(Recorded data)
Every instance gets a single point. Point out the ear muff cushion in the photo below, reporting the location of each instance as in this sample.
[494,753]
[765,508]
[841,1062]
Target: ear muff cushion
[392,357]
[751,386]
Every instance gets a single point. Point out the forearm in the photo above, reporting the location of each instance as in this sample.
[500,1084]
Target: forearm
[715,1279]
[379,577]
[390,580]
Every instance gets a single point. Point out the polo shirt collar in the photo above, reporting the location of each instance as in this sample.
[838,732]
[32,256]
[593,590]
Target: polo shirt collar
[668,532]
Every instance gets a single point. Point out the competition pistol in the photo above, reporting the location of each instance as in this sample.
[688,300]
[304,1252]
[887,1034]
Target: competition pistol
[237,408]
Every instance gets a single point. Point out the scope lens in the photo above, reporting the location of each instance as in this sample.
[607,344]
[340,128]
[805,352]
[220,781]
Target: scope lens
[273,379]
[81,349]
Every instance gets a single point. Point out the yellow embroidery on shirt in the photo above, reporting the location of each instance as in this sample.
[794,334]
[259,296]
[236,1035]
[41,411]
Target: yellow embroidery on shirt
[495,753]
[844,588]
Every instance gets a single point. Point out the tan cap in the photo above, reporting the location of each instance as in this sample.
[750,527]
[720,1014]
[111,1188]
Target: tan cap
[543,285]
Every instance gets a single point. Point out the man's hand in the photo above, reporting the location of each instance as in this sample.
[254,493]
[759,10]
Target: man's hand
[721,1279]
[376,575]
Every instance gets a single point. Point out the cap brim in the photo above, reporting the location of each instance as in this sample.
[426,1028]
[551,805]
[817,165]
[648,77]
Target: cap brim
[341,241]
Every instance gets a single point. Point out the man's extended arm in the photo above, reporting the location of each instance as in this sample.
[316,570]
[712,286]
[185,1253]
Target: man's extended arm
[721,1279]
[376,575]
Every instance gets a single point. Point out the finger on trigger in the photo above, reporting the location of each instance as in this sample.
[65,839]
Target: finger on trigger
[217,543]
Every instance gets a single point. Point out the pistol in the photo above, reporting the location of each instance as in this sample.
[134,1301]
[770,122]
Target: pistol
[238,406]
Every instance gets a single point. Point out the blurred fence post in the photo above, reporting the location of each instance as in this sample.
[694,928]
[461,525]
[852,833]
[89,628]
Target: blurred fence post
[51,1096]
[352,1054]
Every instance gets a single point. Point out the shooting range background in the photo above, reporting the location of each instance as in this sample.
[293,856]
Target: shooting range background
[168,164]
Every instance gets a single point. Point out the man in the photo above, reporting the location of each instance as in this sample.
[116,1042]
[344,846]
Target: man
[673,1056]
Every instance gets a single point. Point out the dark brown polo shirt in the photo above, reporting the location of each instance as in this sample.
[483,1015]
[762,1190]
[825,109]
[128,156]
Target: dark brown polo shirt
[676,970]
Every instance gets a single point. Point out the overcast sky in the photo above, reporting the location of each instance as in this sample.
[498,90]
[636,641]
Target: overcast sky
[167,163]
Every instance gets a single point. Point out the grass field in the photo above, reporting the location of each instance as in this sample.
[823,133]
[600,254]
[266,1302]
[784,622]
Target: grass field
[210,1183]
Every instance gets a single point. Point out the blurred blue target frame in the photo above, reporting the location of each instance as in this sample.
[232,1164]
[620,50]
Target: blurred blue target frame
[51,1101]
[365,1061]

What the task asks:
Write out every entry word for word.

Result:
Every instance gets a single point. Point out the ear muff cushion in the photo below, reporting the location of each instance as in this sample.
[494,753]
[765,508]
[841,1062]
Target: ear muff cushion
[392,357]
[751,386]
Every instance gets a single point. Point out the forearm in the photo above, reporting the location of each instance as in this sample.
[500,1084]
Target: forearm
[715,1279]
[379,577]
[390,580]
Every instance gets a single point. Point out the polo shirt collar in the photo above, reporting the location of each instance as in this sample.
[838,732]
[32,256]
[593,590]
Target: polo shirt collar
[668,532]
Every instance gets a single point. Point out the competition pistol in the photo above, reporting the location of each instance as in this sample.
[688,300]
[304,1252]
[887,1034]
Target: competition pistol
[237,408]
Every instance gets a single point. Point out the scope lens in the photo above, reporting the location of each instance as in this sample.
[607,344]
[340,128]
[805,352]
[220,781]
Target: scope lens
[273,379]
[81,349]
Every instance gets a single point. Point out the yellow embroidery on shirt in the photo above, reporting the location of each instance as in this sample.
[794,334]
[259,296]
[236,1035]
[41,411]
Target: yellow embroidery on shirt
[495,753]
[844,588]
Every instance gets a single point. Point out the tan cap in the photo above, reporting the location of each instance as in this sample.
[750,527]
[720,1014]
[111,1188]
Target: tan cap
[543,285]
Every instance gets a single point. Point out the man's hand in the photo above, reporting the location of each instance as in this sample.
[254,493]
[759,10]
Target: man's hand
[721,1279]
[376,575]
Every instance gets a single point. Point out the cap brim in the photo above, reporting the location of each instance as in this sample.
[426,1028]
[551,805]
[817,165]
[648,77]
Target: cap brim
[341,241]
Every instance gets a single point. Point out the man's extended arm in the photo above, reporting the location of each instance as in this sample.
[316,570]
[712,286]
[185,1253]
Target: man's extended arm
[721,1279]
[376,575]
Every instance gets a single point. Point out the finger on trigger in the photo above, reporting the location of each instance as in this sample.
[65,839]
Target: finger on trigger
[217,543]
Every instance gets a single point. Point out the pistol in the photo above, reporting the location of each instance as in this sample.
[134,1301]
[770,122]
Target: pistol
[238,406]
Every instance gets a single point. Point out the blurred fence post in the photo above, reporting the location of each instance as in this sample.
[694,928]
[461,525]
[852,833]
[89,628]
Target: blurred fence post
[51,1096]
[352,1054]
Every instance gets a single point. Point out the shooting range background in the photo above, reporting the location of each instance as in this sample.
[293,856]
Target: shooting range background
[168,164]
Every instance gets a single point. Point out the man in the photo above, reporting the location of each instance as in this sample.
[116,1042]
[344,846]
Target: man
[673,1056]
Every instance gets a single point. Point out the dark brown polo shirt in the photo above, reporting the location of each instance as in this sample.
[483,1015]
[762,1190]
[825,109]
[128,156]
Target: dark brown polo shirt
[676,970]
Every instance gets a single point. Point out the overcast sky in the photo above, reporting the location of each instance as in this sample.
[498,90]
[636,641]
Target: overcast sky
[167,163]
Every instance gets a single point. Point out the grass field in the photo above, reporting the location of each instance as in this sample.
[823,133]
[600,254]
[266,1302]
[784,622]
Target: grass field
[210,1183]
Every instance gets a single point. Point out the blurred blue target frame in the photo above, reporting the location of each instance as in this sample.
[232,1164]
[620,50]
Target: blurred blue target frame
[51,1101]
[365,1061]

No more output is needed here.